- [RECORDS]

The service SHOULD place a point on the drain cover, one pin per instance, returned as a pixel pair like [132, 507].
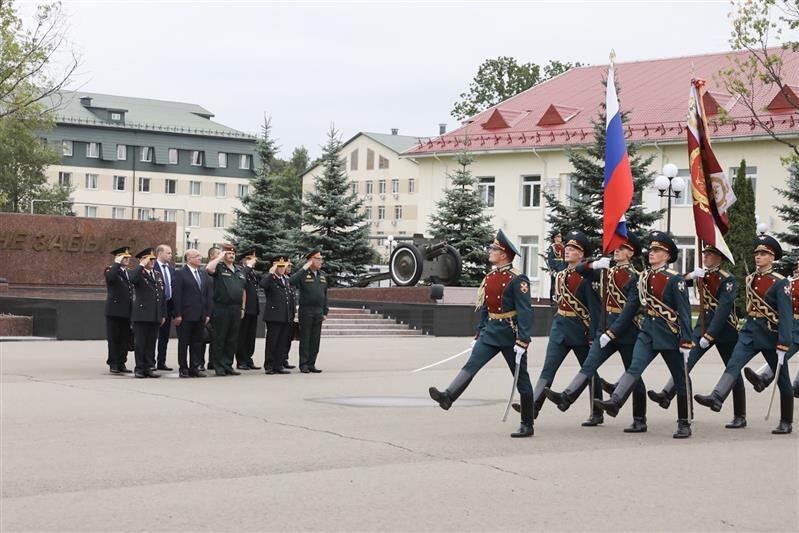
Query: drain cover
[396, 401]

==

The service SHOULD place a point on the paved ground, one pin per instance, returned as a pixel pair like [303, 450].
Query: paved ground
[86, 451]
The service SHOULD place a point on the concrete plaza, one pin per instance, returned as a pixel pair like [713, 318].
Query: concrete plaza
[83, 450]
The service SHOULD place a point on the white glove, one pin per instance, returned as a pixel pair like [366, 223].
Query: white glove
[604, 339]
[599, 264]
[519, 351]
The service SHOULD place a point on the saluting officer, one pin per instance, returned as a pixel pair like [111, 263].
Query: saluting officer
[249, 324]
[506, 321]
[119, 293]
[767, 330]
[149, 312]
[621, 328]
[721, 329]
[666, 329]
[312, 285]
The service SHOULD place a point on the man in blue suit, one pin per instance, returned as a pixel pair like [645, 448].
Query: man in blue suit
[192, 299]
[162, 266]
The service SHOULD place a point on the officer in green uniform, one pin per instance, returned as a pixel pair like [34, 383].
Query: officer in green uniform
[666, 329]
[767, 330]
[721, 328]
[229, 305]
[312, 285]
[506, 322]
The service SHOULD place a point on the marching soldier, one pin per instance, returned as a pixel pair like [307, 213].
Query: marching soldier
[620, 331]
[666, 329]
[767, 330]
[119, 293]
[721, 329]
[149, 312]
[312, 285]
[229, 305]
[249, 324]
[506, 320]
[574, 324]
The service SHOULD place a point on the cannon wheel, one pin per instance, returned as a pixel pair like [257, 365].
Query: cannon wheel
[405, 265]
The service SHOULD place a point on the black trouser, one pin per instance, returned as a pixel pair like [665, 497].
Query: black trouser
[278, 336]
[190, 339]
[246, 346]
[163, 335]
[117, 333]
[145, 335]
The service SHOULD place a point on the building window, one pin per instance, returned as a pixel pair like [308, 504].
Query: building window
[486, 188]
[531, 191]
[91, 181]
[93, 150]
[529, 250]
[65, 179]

- [INSTRUCTIONS TO FOLLOW] Please reproduce the lines from the line with "Query: concrete plaza" to the line with "The service SHOULD place a point on the man", both ends included, exactly as they appear above.

- [FINAL ANSWER]
Query: concrete plaza
[83, 450]
The service SHOULD place a point on the white glove, one pin per instance, returned as a pixel pair like [366, 223].
Query: white glove
[604, 339]
[599, 264]
[519, 351]
The service SHOULD place a point on the saluting officer, one pin per instance, returned as a pixel pair like [111, 263].
Query: saluting officer
[249, 324]
[506, 321]
[119, 293]
[767, 330]
[149, 312]
[621, 328]
[721, 329]
[666, 329]
[312, 285]
The service SHOULD place a point on the man in blue suit, one pin per instance, returned as a pixel pair like [645, 448].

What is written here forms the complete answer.